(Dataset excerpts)

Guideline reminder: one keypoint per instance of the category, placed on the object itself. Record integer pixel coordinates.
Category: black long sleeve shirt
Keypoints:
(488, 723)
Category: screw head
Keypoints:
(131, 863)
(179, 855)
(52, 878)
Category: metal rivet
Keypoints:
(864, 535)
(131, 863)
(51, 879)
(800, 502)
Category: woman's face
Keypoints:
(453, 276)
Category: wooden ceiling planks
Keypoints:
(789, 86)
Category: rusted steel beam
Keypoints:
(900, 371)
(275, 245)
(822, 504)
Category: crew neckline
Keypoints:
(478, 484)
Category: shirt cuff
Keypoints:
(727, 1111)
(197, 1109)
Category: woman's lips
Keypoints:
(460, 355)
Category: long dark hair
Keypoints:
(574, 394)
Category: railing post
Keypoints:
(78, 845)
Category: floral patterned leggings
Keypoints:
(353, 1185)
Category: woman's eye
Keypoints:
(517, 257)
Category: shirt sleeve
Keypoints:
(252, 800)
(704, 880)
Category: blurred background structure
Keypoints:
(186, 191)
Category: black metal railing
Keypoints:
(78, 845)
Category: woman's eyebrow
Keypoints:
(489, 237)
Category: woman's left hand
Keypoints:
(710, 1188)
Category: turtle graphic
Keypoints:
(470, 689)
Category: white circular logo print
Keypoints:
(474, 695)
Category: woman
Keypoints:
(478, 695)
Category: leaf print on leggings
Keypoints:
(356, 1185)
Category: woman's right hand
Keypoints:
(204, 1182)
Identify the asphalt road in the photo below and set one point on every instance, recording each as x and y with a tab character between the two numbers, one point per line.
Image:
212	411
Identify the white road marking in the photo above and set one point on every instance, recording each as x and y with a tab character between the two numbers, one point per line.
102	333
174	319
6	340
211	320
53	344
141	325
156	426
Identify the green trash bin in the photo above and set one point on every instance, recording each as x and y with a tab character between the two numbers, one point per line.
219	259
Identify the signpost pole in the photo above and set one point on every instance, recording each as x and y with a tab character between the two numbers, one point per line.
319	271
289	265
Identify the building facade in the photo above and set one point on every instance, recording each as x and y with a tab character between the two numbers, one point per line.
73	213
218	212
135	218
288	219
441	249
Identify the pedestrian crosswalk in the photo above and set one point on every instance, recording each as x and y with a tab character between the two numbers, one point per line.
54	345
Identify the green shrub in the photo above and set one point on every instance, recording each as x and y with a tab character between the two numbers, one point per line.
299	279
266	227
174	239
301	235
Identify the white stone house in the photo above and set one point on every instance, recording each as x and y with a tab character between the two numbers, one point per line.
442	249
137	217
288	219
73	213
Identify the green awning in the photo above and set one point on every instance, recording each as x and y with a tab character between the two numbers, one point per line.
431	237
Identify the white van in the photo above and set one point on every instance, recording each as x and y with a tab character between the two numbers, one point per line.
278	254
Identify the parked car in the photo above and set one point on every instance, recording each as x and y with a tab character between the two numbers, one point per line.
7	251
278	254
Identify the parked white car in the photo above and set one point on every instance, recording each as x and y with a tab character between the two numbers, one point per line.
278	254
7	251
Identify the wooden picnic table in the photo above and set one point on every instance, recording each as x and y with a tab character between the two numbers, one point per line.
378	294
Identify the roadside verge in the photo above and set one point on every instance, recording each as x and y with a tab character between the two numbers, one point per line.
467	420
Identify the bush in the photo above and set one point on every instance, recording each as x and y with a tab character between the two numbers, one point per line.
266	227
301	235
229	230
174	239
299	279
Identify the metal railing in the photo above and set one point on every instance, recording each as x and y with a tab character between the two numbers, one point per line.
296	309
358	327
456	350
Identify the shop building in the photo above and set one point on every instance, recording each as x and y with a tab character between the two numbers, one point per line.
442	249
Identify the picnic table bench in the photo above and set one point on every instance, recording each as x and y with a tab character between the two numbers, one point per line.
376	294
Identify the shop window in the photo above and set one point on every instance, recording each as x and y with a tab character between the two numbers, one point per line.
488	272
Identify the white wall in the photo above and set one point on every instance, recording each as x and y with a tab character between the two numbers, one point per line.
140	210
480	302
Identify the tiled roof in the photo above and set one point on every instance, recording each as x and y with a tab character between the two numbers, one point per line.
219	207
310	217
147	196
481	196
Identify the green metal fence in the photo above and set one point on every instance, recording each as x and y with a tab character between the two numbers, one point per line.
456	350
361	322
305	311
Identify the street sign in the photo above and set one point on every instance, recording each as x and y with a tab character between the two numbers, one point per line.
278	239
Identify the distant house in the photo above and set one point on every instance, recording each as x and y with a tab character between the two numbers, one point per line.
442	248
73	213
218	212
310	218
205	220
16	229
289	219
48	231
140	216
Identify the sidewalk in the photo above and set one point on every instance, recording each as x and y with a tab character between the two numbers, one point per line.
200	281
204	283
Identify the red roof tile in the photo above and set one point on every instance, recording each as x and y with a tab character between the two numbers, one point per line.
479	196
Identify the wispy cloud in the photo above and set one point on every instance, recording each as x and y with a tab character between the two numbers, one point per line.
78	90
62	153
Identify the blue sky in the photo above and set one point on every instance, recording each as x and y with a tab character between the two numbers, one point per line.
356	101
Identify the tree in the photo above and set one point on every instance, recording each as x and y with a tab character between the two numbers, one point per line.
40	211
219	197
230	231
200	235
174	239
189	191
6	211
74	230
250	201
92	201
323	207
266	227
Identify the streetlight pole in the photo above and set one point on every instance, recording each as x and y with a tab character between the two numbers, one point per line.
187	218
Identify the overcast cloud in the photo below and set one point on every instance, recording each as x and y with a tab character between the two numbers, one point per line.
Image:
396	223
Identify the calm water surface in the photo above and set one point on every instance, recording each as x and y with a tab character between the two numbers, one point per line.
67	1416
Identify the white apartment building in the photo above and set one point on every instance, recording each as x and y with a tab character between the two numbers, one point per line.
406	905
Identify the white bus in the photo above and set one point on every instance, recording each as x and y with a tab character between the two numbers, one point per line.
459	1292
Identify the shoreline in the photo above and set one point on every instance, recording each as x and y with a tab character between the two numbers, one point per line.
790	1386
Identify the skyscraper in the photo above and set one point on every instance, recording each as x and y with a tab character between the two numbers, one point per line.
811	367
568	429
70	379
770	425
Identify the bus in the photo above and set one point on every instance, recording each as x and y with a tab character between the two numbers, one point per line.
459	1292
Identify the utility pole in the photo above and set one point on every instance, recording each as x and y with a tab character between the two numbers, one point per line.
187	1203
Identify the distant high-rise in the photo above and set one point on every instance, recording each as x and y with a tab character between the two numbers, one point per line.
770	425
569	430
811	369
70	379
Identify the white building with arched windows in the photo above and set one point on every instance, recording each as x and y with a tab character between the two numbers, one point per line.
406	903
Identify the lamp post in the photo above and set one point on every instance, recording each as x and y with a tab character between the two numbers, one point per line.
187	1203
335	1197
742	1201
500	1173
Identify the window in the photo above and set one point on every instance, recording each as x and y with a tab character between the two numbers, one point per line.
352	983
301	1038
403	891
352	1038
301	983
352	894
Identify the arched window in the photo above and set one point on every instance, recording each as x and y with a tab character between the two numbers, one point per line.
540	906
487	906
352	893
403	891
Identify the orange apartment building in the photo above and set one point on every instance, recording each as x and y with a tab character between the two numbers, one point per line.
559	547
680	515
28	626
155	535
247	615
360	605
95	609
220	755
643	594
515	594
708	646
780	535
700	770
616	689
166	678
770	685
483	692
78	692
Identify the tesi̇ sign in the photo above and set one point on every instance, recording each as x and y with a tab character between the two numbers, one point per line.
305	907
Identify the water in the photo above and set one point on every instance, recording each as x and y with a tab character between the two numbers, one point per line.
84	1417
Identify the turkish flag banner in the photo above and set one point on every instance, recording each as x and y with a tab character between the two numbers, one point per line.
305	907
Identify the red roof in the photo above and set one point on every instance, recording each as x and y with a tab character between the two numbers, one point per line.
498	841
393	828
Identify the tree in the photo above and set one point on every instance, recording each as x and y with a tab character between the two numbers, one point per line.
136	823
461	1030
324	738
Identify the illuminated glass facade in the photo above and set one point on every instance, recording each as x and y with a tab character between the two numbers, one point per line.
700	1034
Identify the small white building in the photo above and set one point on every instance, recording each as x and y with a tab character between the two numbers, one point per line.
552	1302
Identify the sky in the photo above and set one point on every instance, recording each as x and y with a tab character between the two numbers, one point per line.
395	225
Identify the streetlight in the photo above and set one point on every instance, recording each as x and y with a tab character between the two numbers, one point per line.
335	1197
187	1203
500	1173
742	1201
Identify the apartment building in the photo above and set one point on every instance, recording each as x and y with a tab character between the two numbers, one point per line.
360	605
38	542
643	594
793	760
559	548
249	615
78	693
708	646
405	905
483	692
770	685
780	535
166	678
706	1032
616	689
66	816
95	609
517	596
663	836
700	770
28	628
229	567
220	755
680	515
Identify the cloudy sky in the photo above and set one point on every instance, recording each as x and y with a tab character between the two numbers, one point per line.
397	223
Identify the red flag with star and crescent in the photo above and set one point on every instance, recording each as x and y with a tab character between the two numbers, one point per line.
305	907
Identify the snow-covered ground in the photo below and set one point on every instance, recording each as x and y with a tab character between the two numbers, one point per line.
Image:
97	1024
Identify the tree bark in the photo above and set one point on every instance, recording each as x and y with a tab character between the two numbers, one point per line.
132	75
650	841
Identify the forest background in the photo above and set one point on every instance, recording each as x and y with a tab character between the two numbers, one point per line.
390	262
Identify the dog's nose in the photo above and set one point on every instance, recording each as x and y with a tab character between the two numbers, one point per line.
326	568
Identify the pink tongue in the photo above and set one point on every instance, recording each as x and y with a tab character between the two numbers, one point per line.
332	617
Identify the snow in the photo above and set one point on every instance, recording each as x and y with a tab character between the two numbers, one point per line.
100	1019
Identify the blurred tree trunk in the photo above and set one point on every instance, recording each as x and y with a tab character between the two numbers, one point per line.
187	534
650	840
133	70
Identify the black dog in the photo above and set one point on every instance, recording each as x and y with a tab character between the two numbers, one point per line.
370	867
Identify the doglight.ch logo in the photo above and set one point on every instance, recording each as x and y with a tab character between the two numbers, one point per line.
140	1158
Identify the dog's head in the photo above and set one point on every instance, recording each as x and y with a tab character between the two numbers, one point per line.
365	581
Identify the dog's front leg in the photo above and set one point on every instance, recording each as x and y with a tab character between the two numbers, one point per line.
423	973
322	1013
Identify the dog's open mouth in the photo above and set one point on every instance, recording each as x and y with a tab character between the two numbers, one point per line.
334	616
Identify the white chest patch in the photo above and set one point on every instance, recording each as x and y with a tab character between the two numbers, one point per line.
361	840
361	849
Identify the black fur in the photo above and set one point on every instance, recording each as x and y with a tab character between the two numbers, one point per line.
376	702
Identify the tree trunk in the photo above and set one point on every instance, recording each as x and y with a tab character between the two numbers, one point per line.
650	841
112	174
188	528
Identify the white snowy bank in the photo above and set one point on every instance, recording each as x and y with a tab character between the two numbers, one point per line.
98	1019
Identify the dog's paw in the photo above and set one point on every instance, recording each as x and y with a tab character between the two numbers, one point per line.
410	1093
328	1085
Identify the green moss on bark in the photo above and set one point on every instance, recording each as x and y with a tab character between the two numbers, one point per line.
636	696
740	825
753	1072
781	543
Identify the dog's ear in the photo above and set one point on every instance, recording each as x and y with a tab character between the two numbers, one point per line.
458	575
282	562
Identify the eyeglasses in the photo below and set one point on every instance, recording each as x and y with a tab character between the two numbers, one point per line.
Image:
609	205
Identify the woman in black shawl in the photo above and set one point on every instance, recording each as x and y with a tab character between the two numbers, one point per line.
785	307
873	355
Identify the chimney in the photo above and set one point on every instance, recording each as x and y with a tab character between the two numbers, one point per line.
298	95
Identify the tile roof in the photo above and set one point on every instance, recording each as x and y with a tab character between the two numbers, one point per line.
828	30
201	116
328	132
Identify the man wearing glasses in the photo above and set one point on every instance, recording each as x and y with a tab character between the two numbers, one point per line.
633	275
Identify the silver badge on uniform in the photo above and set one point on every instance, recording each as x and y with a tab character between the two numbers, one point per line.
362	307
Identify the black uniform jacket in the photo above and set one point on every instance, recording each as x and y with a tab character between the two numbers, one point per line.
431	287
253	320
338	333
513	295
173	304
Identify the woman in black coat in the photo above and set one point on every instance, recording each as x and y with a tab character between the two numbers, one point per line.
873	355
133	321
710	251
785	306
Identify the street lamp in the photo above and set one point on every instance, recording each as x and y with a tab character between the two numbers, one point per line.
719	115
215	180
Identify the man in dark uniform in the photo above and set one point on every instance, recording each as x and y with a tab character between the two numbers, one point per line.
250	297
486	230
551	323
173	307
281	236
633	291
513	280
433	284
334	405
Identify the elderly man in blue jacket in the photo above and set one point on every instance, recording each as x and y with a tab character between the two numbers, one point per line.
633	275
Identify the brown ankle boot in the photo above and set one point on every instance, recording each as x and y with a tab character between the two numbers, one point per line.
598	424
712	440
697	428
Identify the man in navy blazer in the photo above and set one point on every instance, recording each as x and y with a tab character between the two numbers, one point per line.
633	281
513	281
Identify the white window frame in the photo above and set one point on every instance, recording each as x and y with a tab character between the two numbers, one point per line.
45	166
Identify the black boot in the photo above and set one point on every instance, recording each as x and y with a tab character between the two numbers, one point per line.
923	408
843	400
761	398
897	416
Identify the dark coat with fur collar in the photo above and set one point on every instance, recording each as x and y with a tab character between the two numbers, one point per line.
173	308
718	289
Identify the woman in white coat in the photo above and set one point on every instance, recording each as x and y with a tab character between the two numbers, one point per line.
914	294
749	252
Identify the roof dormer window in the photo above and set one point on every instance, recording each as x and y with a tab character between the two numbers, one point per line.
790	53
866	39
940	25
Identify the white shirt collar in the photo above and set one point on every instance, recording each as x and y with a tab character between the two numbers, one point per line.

> **What is required**: Check every line above for the word "sleeve" and copy those that have it.

> **Solution below**:
Category: black long sleeve shirt
Category: shirt sleeve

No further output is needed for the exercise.